* What to do *
• 1. From the biography of Jagmohan Chopra, reproduce verbatim the passage that begins with the words containing "His own pursuit" and ends with "painter and photographer.".
• 2. Answer the following questions using the biography of Jagmohan Chopra.
(a) In which city was Chopra born?
(b) In what year did he obtain his diploma in fine arts from Delhi Polytechnic?
(c) What did he use in place of zinc plate for his intaglio prints?

* Selected excerpt *
##############################

Jagmohan Chopra
Jagmohan Chopra Jagmohan Chopra

Jagmohan Chopra

Jagmohan Chopra

Jagmohan Chopra

1935 - 2013

Jagmohan Chopra

Born in Lahore in present-day Pakistan, Jagmohan Chopra is best remembered as a father figure in Indian printmaking who initiated an entire generation of artists into this genre of art.

Chopra obtained a diploma in fine arts from Delhi Polytechnic in 1958. Soon after, he joined his alma mater (better known as College of Art), as a senior lecturer, where he set up the printmaking department along with colleague and eminent artist Somnath Hore. It was here that an enthusiastic group of printmakers coalesced around him, leading to the founding of Group 8 under his stewardship. He set up a makeshift print studio in his living room for the benefit of his students.

His own pursuit as an artist was influenced and encouraged by Hore. For his intaglio prints, Chopra dispensed with the use of acid on zinc plate, using cardboard plate instead, which, unlike zinc, was inexpensive and easily available to students. Chopra was also an active painter and photographer.

##############################

* Given information *

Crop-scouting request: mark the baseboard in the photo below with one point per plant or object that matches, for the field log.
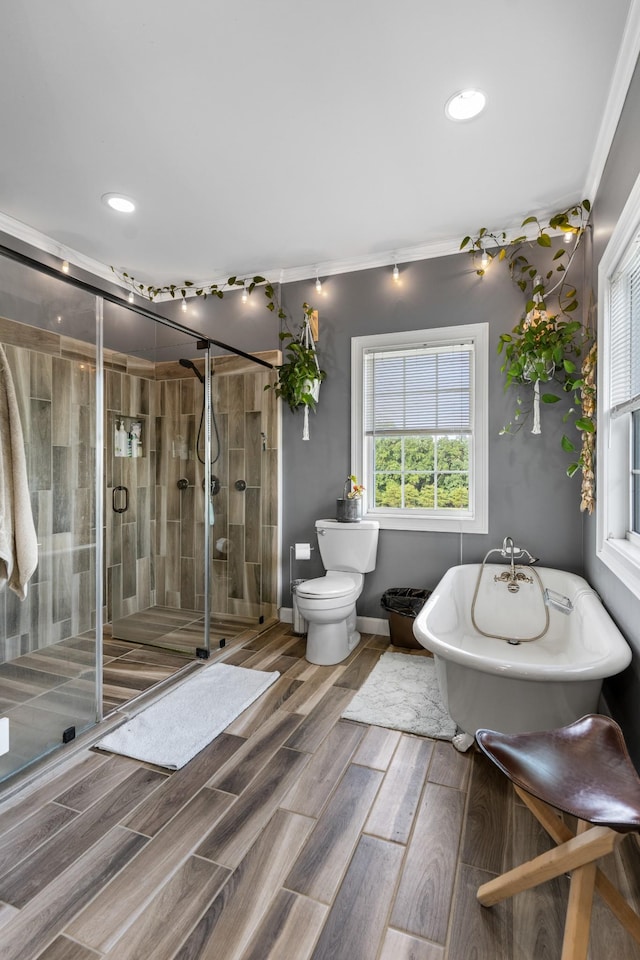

##############################

* Answers by task *
• 1.
His own pursuit as an artist was influenced and encouraged by Hore. For his intaglio prints, Chopra dispensed with the use of acid on zinc plate, using cardboard plate instead, which, unlike zinc, was inexpensive and easily available to students. Chopra was also an active painter and photographer.

• 2.
(a) Lahore
(b) 1958
(c) Cardboard plate